Starting at the line that contains "Each instance receives one keypoint. Annotate the slender" and continuing through the end of the material below, reproduce every line in order. Scale each coordinate by 2.4 and round it to the nearest whole number, rounding halves up.

Data listing
★ ★ ★ ★

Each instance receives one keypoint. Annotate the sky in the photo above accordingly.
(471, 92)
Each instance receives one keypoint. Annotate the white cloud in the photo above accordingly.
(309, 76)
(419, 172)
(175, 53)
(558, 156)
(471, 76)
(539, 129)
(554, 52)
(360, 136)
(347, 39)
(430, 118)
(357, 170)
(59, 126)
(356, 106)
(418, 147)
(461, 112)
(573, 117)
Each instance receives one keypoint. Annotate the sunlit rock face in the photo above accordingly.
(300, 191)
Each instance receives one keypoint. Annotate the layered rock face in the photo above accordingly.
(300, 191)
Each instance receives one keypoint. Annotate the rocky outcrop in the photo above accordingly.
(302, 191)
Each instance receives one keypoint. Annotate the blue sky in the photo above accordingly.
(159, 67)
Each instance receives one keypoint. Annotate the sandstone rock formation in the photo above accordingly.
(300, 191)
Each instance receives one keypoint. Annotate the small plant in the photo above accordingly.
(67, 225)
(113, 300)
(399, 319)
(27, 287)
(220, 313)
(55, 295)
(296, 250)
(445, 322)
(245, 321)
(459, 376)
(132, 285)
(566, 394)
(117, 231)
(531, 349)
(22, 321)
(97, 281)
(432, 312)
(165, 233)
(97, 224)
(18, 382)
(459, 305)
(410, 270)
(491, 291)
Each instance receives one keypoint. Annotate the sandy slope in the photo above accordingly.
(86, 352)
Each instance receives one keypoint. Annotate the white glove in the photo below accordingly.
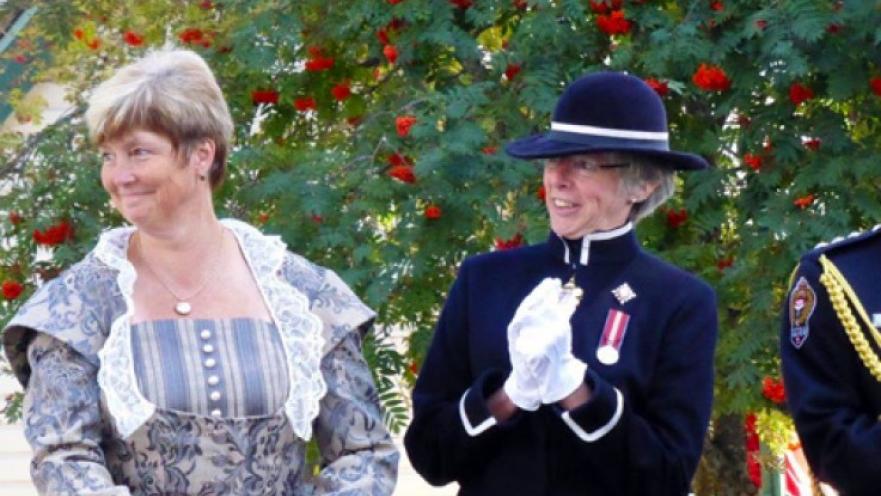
(546, 342)
(541, 316)
(522, 386)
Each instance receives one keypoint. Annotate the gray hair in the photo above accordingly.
(168, 91)
(643, 169)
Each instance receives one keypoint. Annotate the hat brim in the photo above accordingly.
(542, 146)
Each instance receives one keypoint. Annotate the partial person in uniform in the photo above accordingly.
(583, 364)
(830, 347)
(186, 354)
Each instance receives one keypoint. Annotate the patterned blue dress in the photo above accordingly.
(199, 406)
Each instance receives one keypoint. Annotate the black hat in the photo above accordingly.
(607, 112)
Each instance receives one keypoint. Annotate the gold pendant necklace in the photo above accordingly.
(183, 306)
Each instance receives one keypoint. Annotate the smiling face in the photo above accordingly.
(148, 181)
(583, 196)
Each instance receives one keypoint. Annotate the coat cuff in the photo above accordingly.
(473, 410)
(596, 418)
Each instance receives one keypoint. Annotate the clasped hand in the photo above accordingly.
(540, 348)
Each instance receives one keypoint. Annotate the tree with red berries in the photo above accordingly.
(370, 136)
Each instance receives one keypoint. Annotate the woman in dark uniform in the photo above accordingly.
(581, 365)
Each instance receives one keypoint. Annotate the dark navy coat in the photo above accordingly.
(834, 399)
(642, 430)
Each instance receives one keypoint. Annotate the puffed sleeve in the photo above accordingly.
(52, 344)
(357, 452)
(823, 376)
(358, 455)
(657, 443)
(63, 422)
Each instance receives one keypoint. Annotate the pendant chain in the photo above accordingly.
(183, 306)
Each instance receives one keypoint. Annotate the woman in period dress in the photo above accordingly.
(187, 354)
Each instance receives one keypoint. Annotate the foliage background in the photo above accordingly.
(791, 126)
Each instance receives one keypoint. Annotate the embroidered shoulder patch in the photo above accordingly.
(802, 302)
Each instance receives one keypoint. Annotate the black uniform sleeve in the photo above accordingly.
(452, 433)
(822, 374)
(657, 443)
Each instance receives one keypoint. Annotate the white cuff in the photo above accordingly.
(473, 431)
(602, 431)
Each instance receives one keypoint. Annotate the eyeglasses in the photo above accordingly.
(584, 165)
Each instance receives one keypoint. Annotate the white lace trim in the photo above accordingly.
(300, 331)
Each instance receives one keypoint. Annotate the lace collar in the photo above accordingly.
(299, 328)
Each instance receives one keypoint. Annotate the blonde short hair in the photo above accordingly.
(168, 91)
(642, 169)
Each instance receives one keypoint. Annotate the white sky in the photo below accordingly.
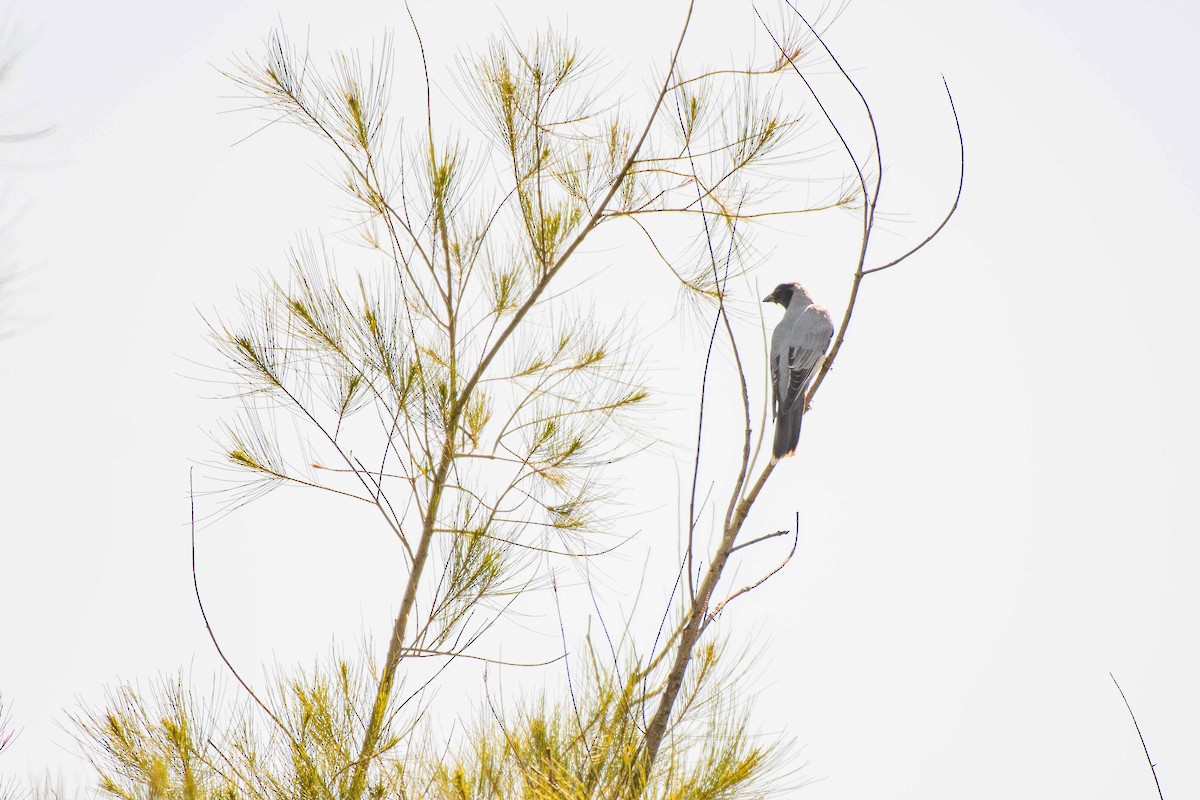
(997, 483)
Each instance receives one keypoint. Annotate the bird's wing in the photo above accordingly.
(804, 342)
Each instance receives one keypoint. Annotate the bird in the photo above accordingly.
(797, 347)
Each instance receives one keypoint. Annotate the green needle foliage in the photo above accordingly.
(448, 384)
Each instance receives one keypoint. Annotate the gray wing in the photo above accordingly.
(797, 347)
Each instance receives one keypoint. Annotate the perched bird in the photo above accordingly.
(797, 348)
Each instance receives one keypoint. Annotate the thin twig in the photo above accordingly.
(1140, 738)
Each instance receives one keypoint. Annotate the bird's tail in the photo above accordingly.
(787, 432)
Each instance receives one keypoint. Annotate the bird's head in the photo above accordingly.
(784, 292)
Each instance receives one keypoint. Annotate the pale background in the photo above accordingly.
(997, 482)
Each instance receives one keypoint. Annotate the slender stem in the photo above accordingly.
(1140, 738)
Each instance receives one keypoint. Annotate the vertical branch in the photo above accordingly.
(396, 642)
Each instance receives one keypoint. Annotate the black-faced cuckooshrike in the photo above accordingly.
(797, 348)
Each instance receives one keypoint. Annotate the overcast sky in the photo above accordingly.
(997, 485)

★ ★ ★ ★

• **SOLUTION TO THIS TASK**:
Each instance receives one keypoint. Annotate the slender stem in the photo above accordingly.
(2736, 1771)
Each instance receives one keypoint. Annotate the vertical branch in the photo above accordingly.
(950, 1541)
Each instance receives one keypoint. Annotate the black-faced cuckooshrike in the photo above accordingly.
(1913, 835)
Each instance receives one keypoint. Annotate the overcast sky in the photo above accordingly.
(2393, 1164)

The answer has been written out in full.